> [Task requirements]
Copy out every line below that contains the word "rough".

___ Source material ___

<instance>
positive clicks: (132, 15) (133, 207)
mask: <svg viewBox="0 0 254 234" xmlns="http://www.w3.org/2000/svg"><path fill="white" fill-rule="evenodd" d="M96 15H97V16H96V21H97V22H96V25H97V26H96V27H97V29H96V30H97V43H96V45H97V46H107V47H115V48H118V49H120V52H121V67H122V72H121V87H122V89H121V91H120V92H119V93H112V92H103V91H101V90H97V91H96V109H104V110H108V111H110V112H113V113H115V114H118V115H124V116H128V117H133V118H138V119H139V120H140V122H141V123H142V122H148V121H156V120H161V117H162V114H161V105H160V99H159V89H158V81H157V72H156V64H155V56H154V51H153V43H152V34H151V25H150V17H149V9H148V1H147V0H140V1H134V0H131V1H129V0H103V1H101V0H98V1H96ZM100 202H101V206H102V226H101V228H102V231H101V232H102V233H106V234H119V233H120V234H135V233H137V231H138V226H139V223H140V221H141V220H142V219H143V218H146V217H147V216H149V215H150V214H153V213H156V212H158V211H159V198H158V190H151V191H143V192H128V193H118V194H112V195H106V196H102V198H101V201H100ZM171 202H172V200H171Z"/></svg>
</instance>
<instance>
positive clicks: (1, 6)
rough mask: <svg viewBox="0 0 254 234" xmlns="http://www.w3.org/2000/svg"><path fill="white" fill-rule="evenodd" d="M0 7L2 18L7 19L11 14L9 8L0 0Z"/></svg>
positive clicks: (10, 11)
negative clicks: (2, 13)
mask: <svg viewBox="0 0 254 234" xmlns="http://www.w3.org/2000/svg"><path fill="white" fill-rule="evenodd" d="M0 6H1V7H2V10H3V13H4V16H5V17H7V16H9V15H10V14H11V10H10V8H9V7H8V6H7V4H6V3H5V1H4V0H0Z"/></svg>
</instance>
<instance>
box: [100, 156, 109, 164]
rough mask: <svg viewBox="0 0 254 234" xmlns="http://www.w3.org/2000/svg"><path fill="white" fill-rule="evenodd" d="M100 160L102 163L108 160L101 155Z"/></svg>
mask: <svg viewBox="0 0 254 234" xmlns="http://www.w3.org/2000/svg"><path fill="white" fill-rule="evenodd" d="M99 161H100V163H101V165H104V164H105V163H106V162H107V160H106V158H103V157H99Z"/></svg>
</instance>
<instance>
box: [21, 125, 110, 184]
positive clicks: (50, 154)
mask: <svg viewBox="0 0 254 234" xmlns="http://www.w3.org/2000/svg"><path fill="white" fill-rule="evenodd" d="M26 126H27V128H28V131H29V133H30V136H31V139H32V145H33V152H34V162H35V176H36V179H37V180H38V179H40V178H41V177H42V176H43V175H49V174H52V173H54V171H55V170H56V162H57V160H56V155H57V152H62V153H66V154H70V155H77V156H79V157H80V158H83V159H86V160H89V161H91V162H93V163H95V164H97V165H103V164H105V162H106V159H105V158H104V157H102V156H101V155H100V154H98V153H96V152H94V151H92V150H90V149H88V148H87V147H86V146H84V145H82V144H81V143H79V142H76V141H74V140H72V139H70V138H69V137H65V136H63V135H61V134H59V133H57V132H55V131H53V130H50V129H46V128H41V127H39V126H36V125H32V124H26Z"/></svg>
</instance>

___

> [Written answer]
rough mask: <svg viewBox="0 0 254 234" xmlns="http://www.w3.org/2000/svg"><path fill="white" fill-rule="evenodd" d="M0 7L2 18L7 19L11 14L9 8L0 0Z"/></svg>
rough mask: <svg viewBox="0 0 254 234" xmlns="http://www.w3.org/2000/svg"><path fill="white" fill-rule="evenodd" d="M100 160L102 163L108 160L101 155Z"/></svg>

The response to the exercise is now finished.